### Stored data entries

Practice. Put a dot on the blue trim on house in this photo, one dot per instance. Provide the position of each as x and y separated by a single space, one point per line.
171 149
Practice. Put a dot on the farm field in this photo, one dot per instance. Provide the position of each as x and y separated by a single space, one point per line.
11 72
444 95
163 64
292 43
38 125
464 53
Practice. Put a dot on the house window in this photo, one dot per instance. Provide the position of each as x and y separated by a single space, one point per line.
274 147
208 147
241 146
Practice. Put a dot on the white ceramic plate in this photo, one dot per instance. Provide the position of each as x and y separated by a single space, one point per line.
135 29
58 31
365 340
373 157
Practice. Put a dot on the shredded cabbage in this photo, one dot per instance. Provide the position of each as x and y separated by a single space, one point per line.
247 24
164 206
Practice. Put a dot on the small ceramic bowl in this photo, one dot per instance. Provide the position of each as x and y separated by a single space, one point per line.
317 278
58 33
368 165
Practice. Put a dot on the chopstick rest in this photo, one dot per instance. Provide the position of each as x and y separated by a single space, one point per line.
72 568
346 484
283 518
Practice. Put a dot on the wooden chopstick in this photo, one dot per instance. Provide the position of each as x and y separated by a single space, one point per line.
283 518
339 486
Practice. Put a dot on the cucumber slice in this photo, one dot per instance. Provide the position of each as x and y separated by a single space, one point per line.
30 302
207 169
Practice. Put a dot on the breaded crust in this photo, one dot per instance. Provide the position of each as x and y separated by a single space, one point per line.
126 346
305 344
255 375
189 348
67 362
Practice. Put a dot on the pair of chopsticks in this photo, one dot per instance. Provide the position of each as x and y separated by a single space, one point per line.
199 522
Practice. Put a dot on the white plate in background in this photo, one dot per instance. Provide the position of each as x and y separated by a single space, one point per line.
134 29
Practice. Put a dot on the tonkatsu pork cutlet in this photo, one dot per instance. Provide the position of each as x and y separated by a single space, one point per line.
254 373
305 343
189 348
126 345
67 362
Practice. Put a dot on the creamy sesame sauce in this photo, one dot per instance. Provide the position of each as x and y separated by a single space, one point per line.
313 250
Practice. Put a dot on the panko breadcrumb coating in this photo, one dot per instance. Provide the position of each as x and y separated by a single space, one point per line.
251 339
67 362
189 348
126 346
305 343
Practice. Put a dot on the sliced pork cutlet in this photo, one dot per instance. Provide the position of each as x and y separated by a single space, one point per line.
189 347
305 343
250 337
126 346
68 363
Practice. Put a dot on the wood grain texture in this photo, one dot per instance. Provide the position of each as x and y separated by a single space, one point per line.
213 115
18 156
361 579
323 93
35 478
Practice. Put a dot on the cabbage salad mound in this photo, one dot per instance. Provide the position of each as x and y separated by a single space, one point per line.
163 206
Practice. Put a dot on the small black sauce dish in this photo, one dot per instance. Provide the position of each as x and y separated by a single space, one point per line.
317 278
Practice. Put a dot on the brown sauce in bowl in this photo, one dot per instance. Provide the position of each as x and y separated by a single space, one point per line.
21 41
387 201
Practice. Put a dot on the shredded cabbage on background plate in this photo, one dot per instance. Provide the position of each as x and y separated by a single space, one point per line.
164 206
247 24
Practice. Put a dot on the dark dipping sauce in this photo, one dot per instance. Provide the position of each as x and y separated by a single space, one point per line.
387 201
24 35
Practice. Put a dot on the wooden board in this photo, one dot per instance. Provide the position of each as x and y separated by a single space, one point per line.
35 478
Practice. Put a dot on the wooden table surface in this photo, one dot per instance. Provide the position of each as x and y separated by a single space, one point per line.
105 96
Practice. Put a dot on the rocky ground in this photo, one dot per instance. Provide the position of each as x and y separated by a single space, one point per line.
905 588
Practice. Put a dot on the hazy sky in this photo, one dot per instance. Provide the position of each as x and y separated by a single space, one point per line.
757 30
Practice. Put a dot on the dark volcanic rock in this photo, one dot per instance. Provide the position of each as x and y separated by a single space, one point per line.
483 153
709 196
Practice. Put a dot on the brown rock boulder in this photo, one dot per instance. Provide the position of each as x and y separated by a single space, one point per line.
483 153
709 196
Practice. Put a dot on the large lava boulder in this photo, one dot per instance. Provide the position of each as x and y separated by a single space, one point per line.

### Work required
In full and verbatim, repeat the records given above.

### Your solution
Practice. Put a dot on the blue trim on house in this photo, one dot per instance. Provide the position of each as x and y separated by a single space, one point per line.
171 149
Practice. Put a dot on the farm field in this photo, one dot per instance. Provide the position of each as x and y separated by a single space, one point per line.
11 72
444 95
163 64
292 43
38 125
464 53
Practice. Put a dot on the house window in this photo, one dot per instance. Provide the position of each as x and y separated by a single space, one point per line.
274 147
208 147
241 146
Practice. Put a dot on the white ceramic plate in this photo, one dot per instance. Provide the position of each as x and y separated by a single space, one point per line.
135 29
58 31
365 340
373 157
Practice. Put a dot on the shredded cabbage in this photo, one dot per instance. Provide the position of each as x and y separated by a single space, one point per line.
247 24
164 206
Practice. Put a dot on the small ceramic bowl in this photo, one dot per instance. Provide the position of each as x and y separated by a single space, one point per line.
317 278
58 33
368 165
Practice. Put a dot on the chopstick rest in this photo, one dot per instance. Provide the position of each as x and y separated by a single space, one point per line.
72 568
346 484
283 518
Practice. Put a dot on the wooden chopstick in this photo, one dot per instance. Provide the position of each as x and y separated by a single space, one point per line.
283 518
339 486
Practice. Put a dot on the cucumber slice in this photo, one dot per instance. Provide the position of each as x and y separated by a single space, one point per line.
30 302
207 169
Practice. Put a dot on the breaded crust in this photo, one dot per instance. Provide the position of each as x and y separated by a single space, one point per line.
126 346
305 344
255 375
189 348
67 362
Practice. Put a dot on the pair of chopsticks in this photo, one dot per instance. Provide the position of each as x and y separated by a single space, one point per line.
199 522
Practice. Put a dot on the white plate in background in this photo, one dot per instance. Provide the position of each as x and y separated by a single space, one point per line.
134 29
Practice. Put a dot on the tonkatsu pork cutlet in this photo, one dot per instance. Provide the position of each as x and y separated by a single space, one point per line.
254 373
305 343
189 348
126 345
67 362
Practice. Put a dot on the creamy sesame sauce in this photo, one dot per instance. Provide the position of each as x and y separated by a single space, one point per line.
313 250
Practice. Put a dot on the panko breadcrumb coating in this photo, one dot per instance. Provide the position of each as x and y separated by a single space, one point per line.
251 339
67 362
189 348
126 346
305 343
Practice. Put a dot on the sliced pork cutlet in this photo, one dot per instance. Provide the position of each as x and y separated by a single space, one point per line.
189 347
305 343
250 337
126 346
68 363
Practice. Put a dot on the wood grain texture in this photo, one dot per instance. Provide the position of each as x and y separated by a single space, one point per line.
213 115
18 156
361 579
323 93
35 478
Practice. Put a dot on the cabbage salad mound in this photo, one dot per instance. Provide the position of each as x and y separated by a single space, one point per line.
163 206
Practice. Put a dot on the small black sauce dish in this photo, one dot per instance. Provide the position of each as x and y separated by a single space, one point per line.
317 278
Practice. Put a dot on the brown sauce in bowl in this photo, one dot per instance. Provide the position of each as x and y separated by a single space, one point per line.
21 41
387 201
Practice. Put a dot on the shredded cabbage on background plate in this photo, one dot per instance. Provide the position of each as x and y separated by a single space, one point per line.
164 206
247 24
Practice. Put a dot on the dark dipping sauce in this photo, one dot per instance. Provide the position of each as x and y separated by a single space, one point per line.
387 201
24 35
Practice. Put a dot on the wooden board in this photo, one dot per instance. Provide the position of each as x and y separated by a single space, one point per line.
35 478
Practice. Put a dot on the wooden table surface in this photo, one dot per instance. Provide the position of each as x and y separated by a single space, one point per line.
105 96
Practice. Put a dot on the rocky ground in this photo, one dot per instance. Provide the position of each as x and y separated by a single space, one point per line.
905 588
Practice. Put a dot on the hazy sky in this photo, one dot per instance. Provide the position of each as x and y separated by a single space, one point per line.
757 30
Practice. Put a dot on the dark volcanic rock in this photo, one dot per instance. Provide the position of each as x and y separated by a single space, one point per line.
483 153
709 196
Practice. Put a dot on the brown rock boulder in this photo, one dot per instance. Provide the position of each as x and y separated by a single space, one point per line.
483 153
709 196
Practice. Put a dot on the large lava boulder in this photo, one dot per instance. Provide the position of each as x and y separated by a single space, one point per line.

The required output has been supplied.